* begin Extracted data *

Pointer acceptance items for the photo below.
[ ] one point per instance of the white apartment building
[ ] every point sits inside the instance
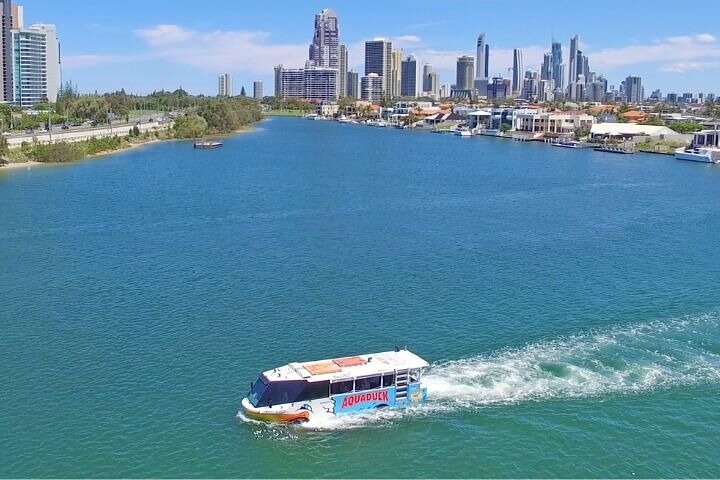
(36, 65)
(225, 85)
(538, 121)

* end Extracted data *

> _Required work_:
Could you reproduce the records above word for word, leaving the pictures out?

> _Expected answer_:
Pointer acceptance items for the photo below.
[ ] one point per instance of the white apartment building
[ ] every point sits inside the instance
(36, 65)
(225, 85)
(538, 121)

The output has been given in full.